> **Provided passage**:
- - - -

EFFECT OF NEW ACCOUNTING PRONOUNCEMENTS
SFAS No. 133 and its amendments, Accounting for Derivative Instruments and
Hedging Activities, establishes accounting and reporting standards requiring
that derivative instruments, including certain derivative instruments imbedded
in other contracts, be recorded in the balance sheet as either an asset or a
liability at its fair value. These statements also require that changes in the
derivative's fair value be recognized in earnings unless specific hedge
accounting criteria are met. We will adopt SFAS 133 and its amendments no later
than the first quarter of 2001. These statements are not expected to have a
material impact on our consolidated financial statements.
ITEM 3. QUANTITATIVE AND QUALITATIVE DISCLOSURE ABOUT MARKET RISK
INTEREST RATE SENSITIVITY
As of September 30, 2000, we had $175.0 million in subordinated notes
outstanding at a fixed interest rate of 11.0%. As of that date, we also had
$616.1 million in term loans outstanding. The subordinated notes mature on
August 15, 2008 and have a fixed interest rate of 11.0%. The fair value of the
subordinated notes is estimated based on discounted cash flow analysis using
interest rates currently offered for loans with similar terms to borrowers of
similar credit quality. The fair value of the subordinated notes at September
30, 2000 was $173.3 million, which is $1.7 million below their carrying value.
Unlike the subordinated notes, the $616.1 million in term loans have variable
interest rates indexed to current LIBOR rates. We entered into $500.0 million in
interest rate swap agreements that lock in a LIBOR rate of 5.59%, hedging the
risk of increased interest costs. Individually, these interest rate agreements
have notional amounts of $250.0 million, $140.0 million, and $110.0 million, and
expire in September 2001, August 2003, and September 2003, respectively. Given
the current capital structure, including our interest rate swap agreements, we
have $116.1 million, or 14.7% of our total debt, in variable rate debt. A
hypothetical 1.0% change in the LIBOR rate would affect pre-tax earnings by
approximately $300,000 for the three month period ended September 30, 2000.
MARKET RISK
Market risk is the potential change in an instrument's value caused by
fluctuations in interest rates. Our primary market risk exposure is fluctuations
in interest rates. Monitoring and managing this risk is a continual process
carried out by the Board of Directors and senior management. We manage our
market risk based on an ongoing assessment of trends in interest rates and
economic developments, giving consideration to possible effects on both total
return and reported earnings.
INTEREST RATE RISK
We hold long-term debt with variable interest rates indexed to prime or LIBOR
that exposes us to the risk of increased interest costs if interest rates rise.
To reduce the risk related to unfavorable interest rate movements, we have
entered into certain interest rate swap contracts on $500.0 million of debt to
pay a fixed rate of 5.59% per annum.
13
<PAGE> 14
PART II - OTHER INFORMATION
ITEM 1. LEGAL PROCEEDINGS
From time to time, we, along with our subsidiaries, are party to various legal
proceedings arising in the ordinary course of business. Except as described
below, we are not currently a party to any material litigation.

- - - -

> **Dataset excerpt**:

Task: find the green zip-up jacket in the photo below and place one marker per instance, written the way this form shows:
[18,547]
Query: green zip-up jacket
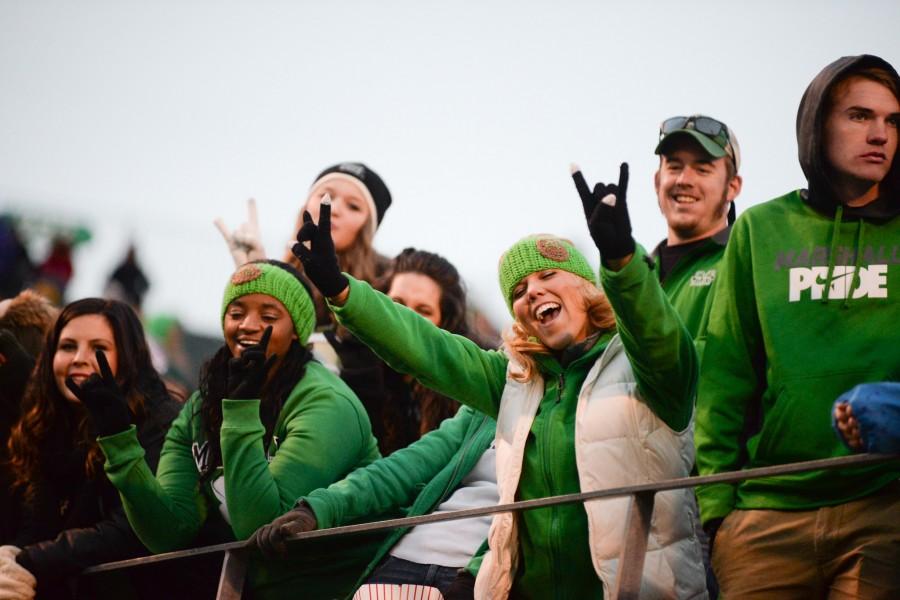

- - - -

> **Task directions**:
Extend the financial filing excerpt on accounting standards, interest rate risk, and legal proceedings, starting right after its final sentence. The data is irrelevant here.

> **Response to this exercise**:
Colon v. Thorn Americas, Inc. The plaintiffs filed this class action in November
1997 in New York state court. Thorn Americas removed the case to the U.S.
District Court for the Southern District of New York. Plaintiffs filed a motion
to remand, which was granted. The plaintiffs acknowledge that rent-to-own
transactions in New York are subject to the provisions of New York's Rental
Purchase Statute but contend the Rental Purchase Statute does not provide Thorn
Americas immunity from suit for other statutory violations. Plaintiffs allege
Thorn Americas has a duty to disclose effective interest under New York consumer
protection laws, and seek damages and injunctive relief for Thorn Americas'
failure to do so. In their prayers for relief, the plaintiffs have requested the
following:
o class certification;
o injunctive relief requiring Thorn Americas to (A) cease certain
marketing practices, (B) price their rental purchase contracts in
certain ways, and (C) disclose effective interest;
o unspecified compensatory and punitive damages;
o rescission of the class members contracts;
o an order placing in trust all moneys received by Thorn Americas in
connection with the rental of merchandise during the class period;
o treble damages, attorney's fees, filing fees and costs of suit;
o pre- and post-judgment interest; and
o any further relief granted by the court.
This suit also alleges violations relating to late fees, harassment, undisclosed
charges, and the ease of use and accuracy of its payment records. The plaintiffs
did not specify a specific amount on their damages request.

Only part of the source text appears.